- [TEXT EXCERPT]:
- Benefits of Certification
- Why Work With NSF?
- Certification Process
If you manufacture, sell or distribute water treatment or distribution products in North America, your products are required to comply with NSF/ANSI 61: Drinking Water System Components – Health Effects by most governmental agencies that regulate drinking water supplies. Developed by a team of scientists, industry experts and key industry stakeholders, NSF/ANSI 61 sets health effects criteria for many water system components including:
- Protective barrier materials (cements, paints, coatings)
- Joining and sealing materials (gaskets, adhesives, lubricants)
- Mechanical devices (water meters, valves, filters)
- Pipes and related products (pipe, hose, fittings)
- Plumbing devices (faucets, drinking fountains)
- Process media (filter media, ion exchange resins)
- Non-metallic potable water materials
Benefits of Certification
Certification to NSF/ANSI 61 ensures that your product meets the regulatory requirements for the U.S. and Canada, and it can often meet or fulfill the testing requirements for many other countries as well. Market leaders strive to attain NSF certification as a mark of distinction that provides their customers with assurance that their product is safe for use in drinking water.

- [PROMPT A]: Reproduce word for word the passage from the NSF/ANSI 61 page starting with "- Non-metallic potable" and going on through "in drinking water.".
- [PROMPT B]:
Answer these questions using the NSF/ANSI 61 page:
(i) What three items are given as examples of joining and sealing materials?
(ii) Which two countries' regulatory requirements does certification to the standard ensure a product meets?
(iii) Who developed NSF/ANSI 61?
Rely only on the NSF/ANSI 61 page.

- [DATASET]:
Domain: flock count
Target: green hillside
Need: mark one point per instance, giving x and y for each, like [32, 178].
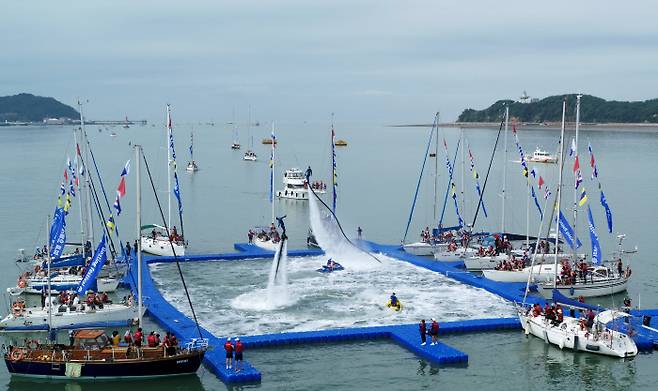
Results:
[592, 109]
[31, 108]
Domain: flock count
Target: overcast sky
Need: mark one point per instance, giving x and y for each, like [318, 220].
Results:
[384, 61]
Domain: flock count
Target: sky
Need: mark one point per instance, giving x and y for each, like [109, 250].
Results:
[300, 60]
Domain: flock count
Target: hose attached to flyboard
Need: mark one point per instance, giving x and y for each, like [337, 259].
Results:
[308, 182]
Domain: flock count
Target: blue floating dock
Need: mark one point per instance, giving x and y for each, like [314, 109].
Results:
[405, 335]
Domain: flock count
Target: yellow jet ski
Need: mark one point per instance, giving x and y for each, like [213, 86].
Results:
[397, 307]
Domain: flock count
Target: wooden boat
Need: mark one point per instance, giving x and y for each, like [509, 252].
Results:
[93, 357]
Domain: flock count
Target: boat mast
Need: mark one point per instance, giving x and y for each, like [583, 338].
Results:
[436, 165]
[169, 130]
[502, 220]
[49, 302]
[558, 197]
[138, 213]
[575, 190]
[333, 164]
[271, 170]
[461, 137]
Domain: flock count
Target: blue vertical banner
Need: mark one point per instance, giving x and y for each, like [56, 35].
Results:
[596, 247]
[568, 233]
[95, 266]
[58, 234]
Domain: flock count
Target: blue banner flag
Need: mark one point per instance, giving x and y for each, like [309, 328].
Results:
[95, 266]
[596, 247]
[567, 232]
[608, 213]
[58, 234]
[534, 196]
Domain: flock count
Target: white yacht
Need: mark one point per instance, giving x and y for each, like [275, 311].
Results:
[295, 186]
[540, 156]
[570, 334]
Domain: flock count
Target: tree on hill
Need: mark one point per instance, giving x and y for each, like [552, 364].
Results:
[31, 108]
[592, 109]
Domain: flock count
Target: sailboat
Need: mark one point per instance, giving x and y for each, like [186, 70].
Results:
[250, 155]
[268, 238]
[157, 241]
[91, 354]
[600, 278]
[191, 165]
[592, 336]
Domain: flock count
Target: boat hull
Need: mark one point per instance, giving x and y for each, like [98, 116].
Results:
[596, 289]
[37, 319]
[569, 335]
[170, 366]
[161, 247]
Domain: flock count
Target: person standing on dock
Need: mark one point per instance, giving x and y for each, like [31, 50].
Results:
[229, 353]
[422, 328]
[239, 348]
[434, 332]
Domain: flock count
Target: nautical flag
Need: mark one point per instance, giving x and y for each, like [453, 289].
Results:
[583, 197]
[110, 224]
[95, 266]
[568, 233]
[534, 197]
[594, 238]
[608, 213]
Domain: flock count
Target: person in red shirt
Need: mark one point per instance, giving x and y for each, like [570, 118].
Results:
[229, 353]
[239, 348]
[138, 337]
[150, 340]
[434, 332]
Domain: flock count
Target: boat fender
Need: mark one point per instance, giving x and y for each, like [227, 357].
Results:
[33, 344]
[16, 355]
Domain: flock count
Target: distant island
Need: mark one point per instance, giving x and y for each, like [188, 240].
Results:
[593, 110]
[30, 108]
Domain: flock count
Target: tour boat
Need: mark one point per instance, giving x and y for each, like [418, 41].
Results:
[250, 156]
[540, 156]
[600, 281]
[569, 334]
[295, 186]
[63, 316]
[92, 357]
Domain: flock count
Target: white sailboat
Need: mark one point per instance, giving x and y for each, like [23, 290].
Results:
[564, 331]
[268, 238]
[192, 166]
[157, 241]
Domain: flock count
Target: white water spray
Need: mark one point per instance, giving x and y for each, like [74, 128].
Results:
[333, 243]
[277, 285]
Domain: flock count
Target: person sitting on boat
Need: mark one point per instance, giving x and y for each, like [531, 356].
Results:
[394, 300]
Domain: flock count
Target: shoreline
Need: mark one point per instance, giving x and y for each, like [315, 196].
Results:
[647, 127]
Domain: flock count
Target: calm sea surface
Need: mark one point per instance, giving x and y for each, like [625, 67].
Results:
[377, 174]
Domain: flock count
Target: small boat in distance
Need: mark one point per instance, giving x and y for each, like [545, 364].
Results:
[540, 156]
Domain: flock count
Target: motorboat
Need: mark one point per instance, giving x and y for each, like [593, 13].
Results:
[295, 186]
[250, 156]
[158, 243]
[572, 335]
[93, 357]
[540, 156]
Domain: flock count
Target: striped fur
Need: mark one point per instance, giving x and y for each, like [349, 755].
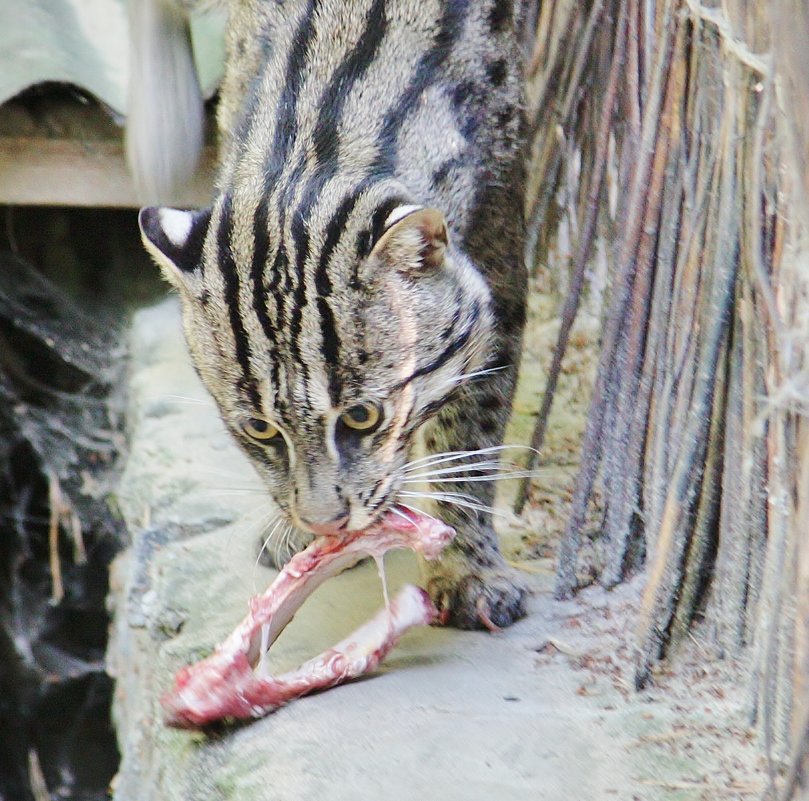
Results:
[364, 245]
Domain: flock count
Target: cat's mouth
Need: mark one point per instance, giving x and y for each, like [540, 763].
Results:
[233, 682]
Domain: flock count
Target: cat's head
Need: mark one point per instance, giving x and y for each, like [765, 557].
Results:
[326, 347]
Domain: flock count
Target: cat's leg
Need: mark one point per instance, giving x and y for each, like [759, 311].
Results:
[472, 584]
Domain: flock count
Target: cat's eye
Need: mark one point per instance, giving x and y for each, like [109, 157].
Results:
[364, 417]
[259, 429]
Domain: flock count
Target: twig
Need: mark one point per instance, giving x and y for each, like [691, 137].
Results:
[573, 299]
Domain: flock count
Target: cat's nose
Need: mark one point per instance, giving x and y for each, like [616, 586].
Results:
[335, 526]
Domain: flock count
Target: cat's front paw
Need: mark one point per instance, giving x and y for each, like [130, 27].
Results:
[276, 550]
[482, 599]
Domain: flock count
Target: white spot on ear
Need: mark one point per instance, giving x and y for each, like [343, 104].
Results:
[176, 225]
[399, 213]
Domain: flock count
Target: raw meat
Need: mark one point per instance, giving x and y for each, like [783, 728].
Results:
[231, 683]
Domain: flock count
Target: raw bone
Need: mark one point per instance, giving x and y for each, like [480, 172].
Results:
[226, 685]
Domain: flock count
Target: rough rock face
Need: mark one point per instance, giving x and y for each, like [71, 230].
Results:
[539, 711]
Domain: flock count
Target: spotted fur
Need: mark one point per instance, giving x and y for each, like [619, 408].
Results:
[364, 246]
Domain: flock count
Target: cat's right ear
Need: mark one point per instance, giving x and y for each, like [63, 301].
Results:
[175, 239]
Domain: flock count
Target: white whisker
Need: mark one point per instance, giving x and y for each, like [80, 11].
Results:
[456, 499]
[477, 374]
[449, 456]
[474, 479]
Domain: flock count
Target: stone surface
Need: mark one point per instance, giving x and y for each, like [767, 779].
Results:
[541, 711]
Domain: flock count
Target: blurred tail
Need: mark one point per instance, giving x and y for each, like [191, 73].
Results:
[165, 115]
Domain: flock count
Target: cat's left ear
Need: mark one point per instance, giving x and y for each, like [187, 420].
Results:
[414, 241]
[175, 238]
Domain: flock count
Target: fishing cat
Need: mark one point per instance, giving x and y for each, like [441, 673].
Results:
[358, 283]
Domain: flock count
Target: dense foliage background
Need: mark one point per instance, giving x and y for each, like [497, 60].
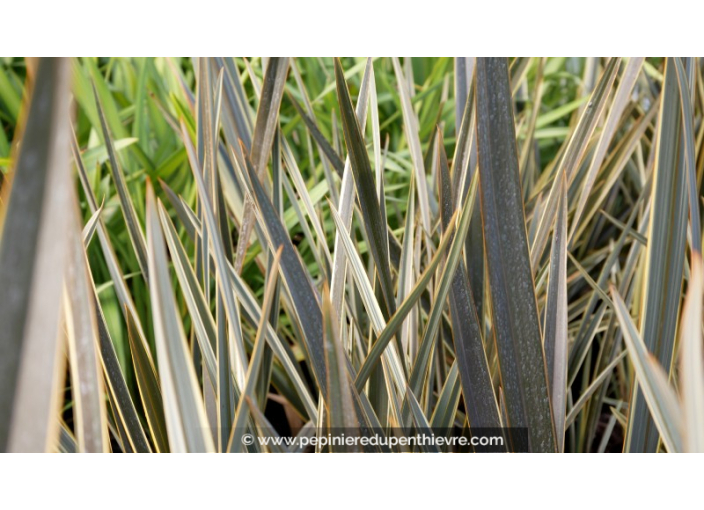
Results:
[278, 246]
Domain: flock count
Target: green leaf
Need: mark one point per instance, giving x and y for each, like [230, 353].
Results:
[366, 191]
[653, 381]
[186, 422]
[477, 389]
[664, 256]
[513, 302]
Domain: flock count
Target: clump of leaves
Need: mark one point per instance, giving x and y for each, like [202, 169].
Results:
[289, 246]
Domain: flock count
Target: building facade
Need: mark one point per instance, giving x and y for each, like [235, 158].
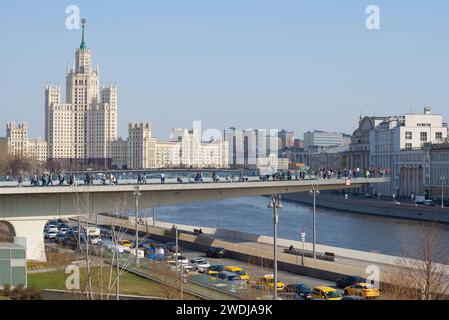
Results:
[322, 139]
[84, 126]
[18, 144]
[398, 143]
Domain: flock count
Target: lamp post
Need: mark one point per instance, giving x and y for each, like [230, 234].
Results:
[442, 179]
[275, 204]
[314, 191]
[136, 196]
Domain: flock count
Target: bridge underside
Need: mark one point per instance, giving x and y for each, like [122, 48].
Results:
[28, 209]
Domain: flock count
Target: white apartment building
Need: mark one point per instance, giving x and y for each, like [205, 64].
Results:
[184, 150]
[397, 144]
[85, 125]
[18, 144]
[322, 139]
[251, 148]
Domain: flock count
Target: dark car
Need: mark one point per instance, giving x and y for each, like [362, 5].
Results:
[170, 246]
[214, 252]
[345, 281]
[216, 268]
[301, 290]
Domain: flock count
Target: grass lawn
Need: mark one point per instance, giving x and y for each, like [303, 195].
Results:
[129, 284]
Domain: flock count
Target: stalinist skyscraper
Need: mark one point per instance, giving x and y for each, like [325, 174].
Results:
[81, 129]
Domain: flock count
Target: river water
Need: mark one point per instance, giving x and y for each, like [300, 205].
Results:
[335, 228]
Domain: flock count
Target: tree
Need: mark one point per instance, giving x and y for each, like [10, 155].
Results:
[422, 271]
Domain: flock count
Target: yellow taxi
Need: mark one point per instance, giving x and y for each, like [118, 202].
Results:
[125, 243]
[238, 271]
[363, 290]
[326, 293]
[268, 281]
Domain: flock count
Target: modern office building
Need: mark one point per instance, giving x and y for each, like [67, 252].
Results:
[318, 140]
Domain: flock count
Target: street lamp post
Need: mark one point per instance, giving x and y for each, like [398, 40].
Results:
[442, 179]
[275, 203]
[314, 191]
[136, 196]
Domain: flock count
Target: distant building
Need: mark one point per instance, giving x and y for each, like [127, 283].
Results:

- [ANSWER A]:
- Non-metallic potable water materials
Benefits of Certification
Certification to NSF/ANSI 61 ensures that your product meets the regulatory requirements for the U.S. and Canada, and it can often meet or fulfill the testing requirements for many other countries as well. Market leaders strive to attain NSF certification as a mark of distinction that provides their customers with assurance that their product is safe for use in drinking water.

- [ANSWER B]:
(i) Gaskets, adhesives and lubricants.
(ii) The U.S. and Canada.
(iii) A team of scientists, industry experts and key industry stakeholders.